• [Task details]
Update the listing from the line that contains "Return one point per instance of the bare" through the end of the listing, replacing "distant vessel" with "far-off boat" and keeping everything else the same. Leave the pictures out of your answer.

Stored entries
⟨

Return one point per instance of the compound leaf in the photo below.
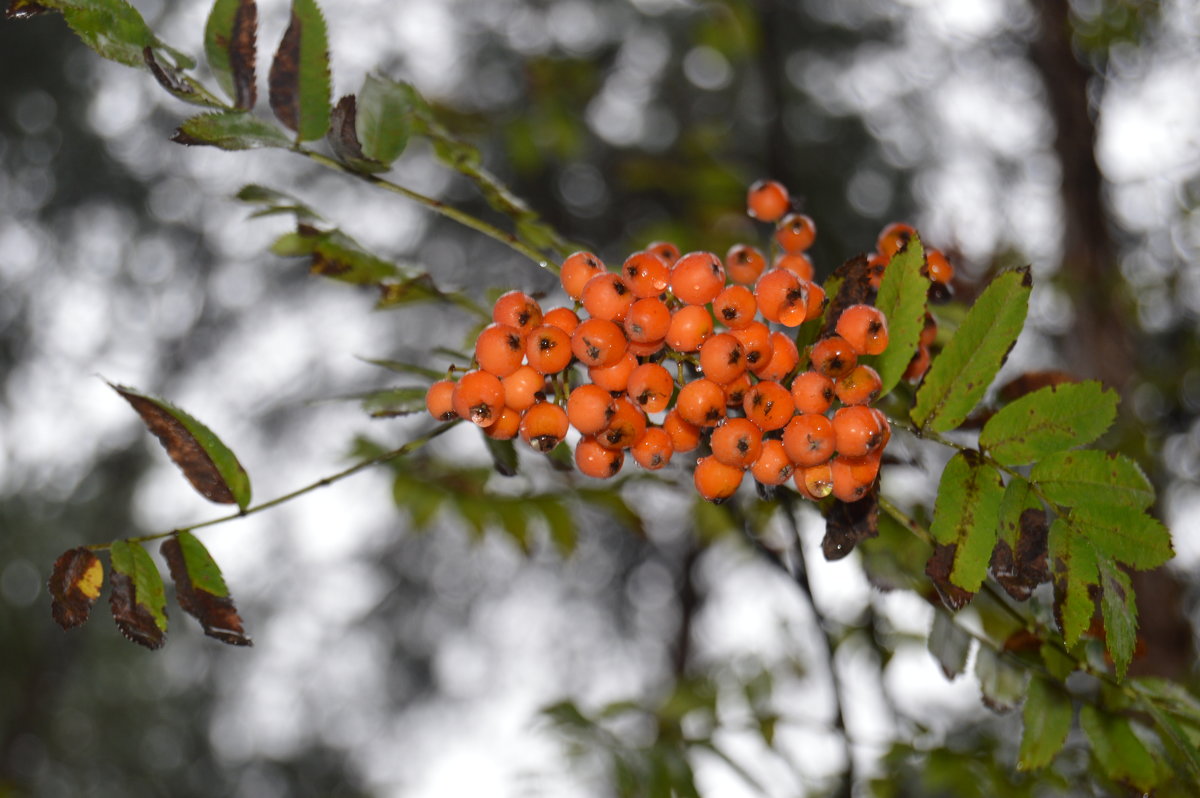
(1049, 420)
(961, 373)
(207, 462)
(137, 599)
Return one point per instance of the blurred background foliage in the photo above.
(1049, 132)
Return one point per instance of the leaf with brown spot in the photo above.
(229, 43)
(137, 599)
(850, 523)
(202, 591)
(299, 78)
(939, 570)
(207, 462)
(75, 586)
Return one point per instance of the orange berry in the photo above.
(549, 349)
(517, 310)
(714, 480)
(690, 327)
(499, 349)
(755, 339)
(697, 277)
(784, 359)
(625, 426)
(857, 430)
(861, 385)
(665, 250)
(598, 342)
(853, 477)
(653, 450)
(651, 387)
(701, 402)
(796, 233)
(438, 401)
(737, 442)
(744, 263)
(505, 426)
(646, 274)
(797, 263)
(813, 391)
(768, 405)
(589, 408)
(735, 306)
(864, 328)
(648, 319)
(815, 483)
(564, 318)
(721, 358)
(523, 388)
(544, 426)
(809, 439)
(773, 467)
(684, 435)
(607, 297)
(767, 201)
(833, 357)
(577, 270)
(594, 460)
(479, 397)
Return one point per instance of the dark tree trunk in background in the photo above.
(1102, 343)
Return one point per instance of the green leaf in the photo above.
(229, 43)
(384, 118)
(201, 589)
(1092, 478)
(137, 599)
(949, 645)
(901, 298)
(966, 514)
(300, 85)
(207, 462)
(961, 373)
(1117, 750)
(231, 130)
(1049, 420)
(1047, 717)
(1120, 612)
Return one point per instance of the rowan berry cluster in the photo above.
(736, 385)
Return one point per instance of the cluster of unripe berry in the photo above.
(737, 384)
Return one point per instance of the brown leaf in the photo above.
(217, 615)
(1019, 573)
(183, 448)
(939, 569)
(850, 523)
(283, 79)
(75, 586)
(132, 618)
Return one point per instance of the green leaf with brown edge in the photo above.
(229, 130)
(1047, 717)
(1120, 613)
(384, 118)
(229, 43)
(299, 81)
(75, 586)
(201, 589)
(966, 514)
(1092, 478)
(137, 598)
(1049, 420)
(961, 373)
(207, 462)
(903, 297)
(1117, 751)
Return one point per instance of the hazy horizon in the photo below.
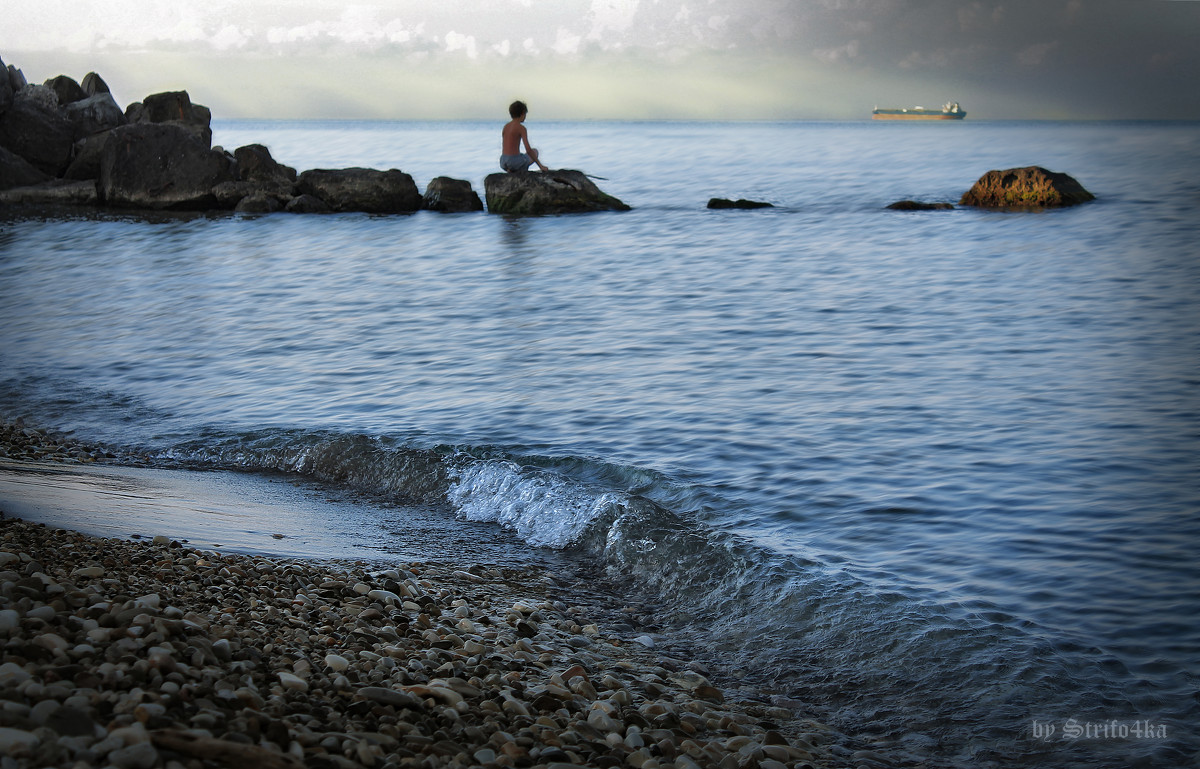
(627, 59)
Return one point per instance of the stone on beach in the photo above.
(210, 659)
(546, 192)
(1030, 187)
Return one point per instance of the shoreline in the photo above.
(154, 653)
(148, 654)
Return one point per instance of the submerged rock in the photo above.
(742, 203)
(917, 205)
(1031, 187)
(361, 190)
(546, 192)
(450, 196)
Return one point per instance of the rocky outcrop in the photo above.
(450, 196)
(17, 172)
(54, 192)
(917, 205)
(546, 192)
(742, 203)
(40, 134)
(361, 190)
(66, 89)
(1032, 187)
(95, 114)
(173, 107)
(161, 166)
(94, 84)
(5, 88)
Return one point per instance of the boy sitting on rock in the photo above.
(513, 158)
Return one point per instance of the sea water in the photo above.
(929, 476)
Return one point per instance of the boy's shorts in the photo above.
(515, 162)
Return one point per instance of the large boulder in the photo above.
(66, 89)
(17, 78)
(255, 163)
(361, 190)
(53, 192)
(739, 204)
(173, 107)
(94, 84)
(5, 88)
(95, 114)
(88, 152)
(450, 196)
(17, 172)
(161, 166)
(40, 134)
(546, 192)
(1032, 187)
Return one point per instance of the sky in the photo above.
(624, 59)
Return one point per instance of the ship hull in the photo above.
(917, 115)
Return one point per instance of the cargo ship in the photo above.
(949, 110)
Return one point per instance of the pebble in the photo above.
(161, 656)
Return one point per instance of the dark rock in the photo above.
(53, 192)
(361, 190)
(94, 84)
(66, 89)
(161, 166)
(393, 697)
(450, 196)
(5, 88)
(71, 722)
(1031, 187)
(255, 163)
(916, 205)
(173, 107)
(41, 136)
(306, 204)
(546, 192)
(41, 96)
(88, 152)
(16, 78)
(17, 172)
(258, 203)
(95, 114)
(742, 203)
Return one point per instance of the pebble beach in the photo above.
(150, 653)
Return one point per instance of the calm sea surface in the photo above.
(933, 474)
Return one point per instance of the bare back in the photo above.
(513, 134)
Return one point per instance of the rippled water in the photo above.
(931, 473)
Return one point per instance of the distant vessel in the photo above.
(949, 110)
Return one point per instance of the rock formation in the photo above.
(546, 192)
(161, 166)
(742, 203)
(450, 196)
(361, 190)
(1032, 187)
(916, 205)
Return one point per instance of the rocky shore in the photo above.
(142, 654)
(70, 144)
(153, 654)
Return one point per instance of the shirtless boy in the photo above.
(513, 158)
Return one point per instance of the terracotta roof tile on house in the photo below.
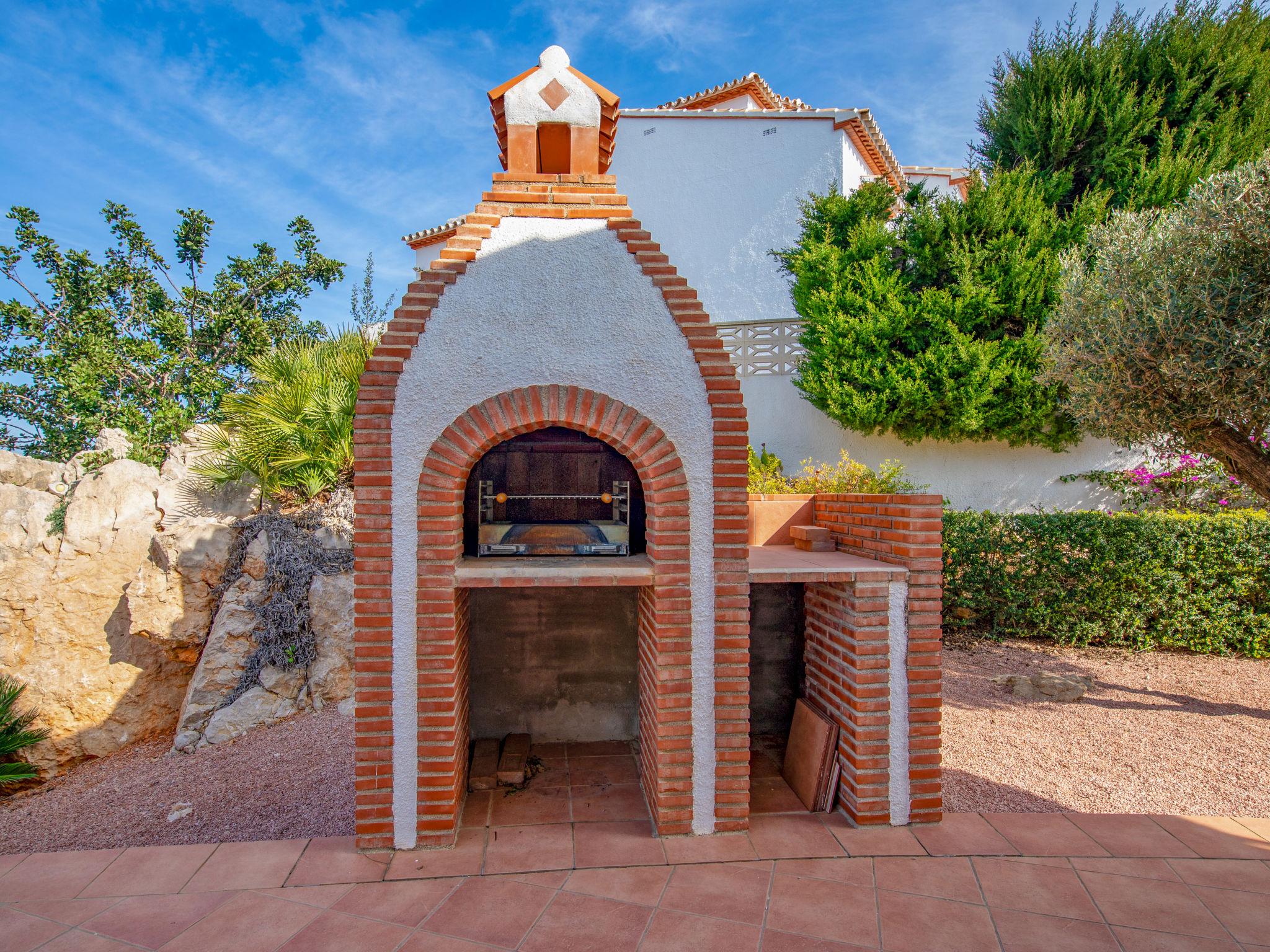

⟩

• [Result]
Return one point per instance of the bare back in the photo above.
(513, 134)
Return one point per instance of the rippled water in the photo above.
(931, 473)
Return one point per instance of the far-off boat in the photo above.
(949, 110)
Return one point per instance of the rock formation in the photo above.
(546, 192)
(161, 166)
(742, 203)
(450, 196)
(361, 190)
(1032, 187)
(916, 205)
Return one point per instance of the rocky shore in the photo above.
(142, 654)
(70, 144)
(153, 654)
Return one point per instance of the shirtless boy in the photo above.
(513, 158)
Return one point per instance of the terracotta roof tile on house in the photo below.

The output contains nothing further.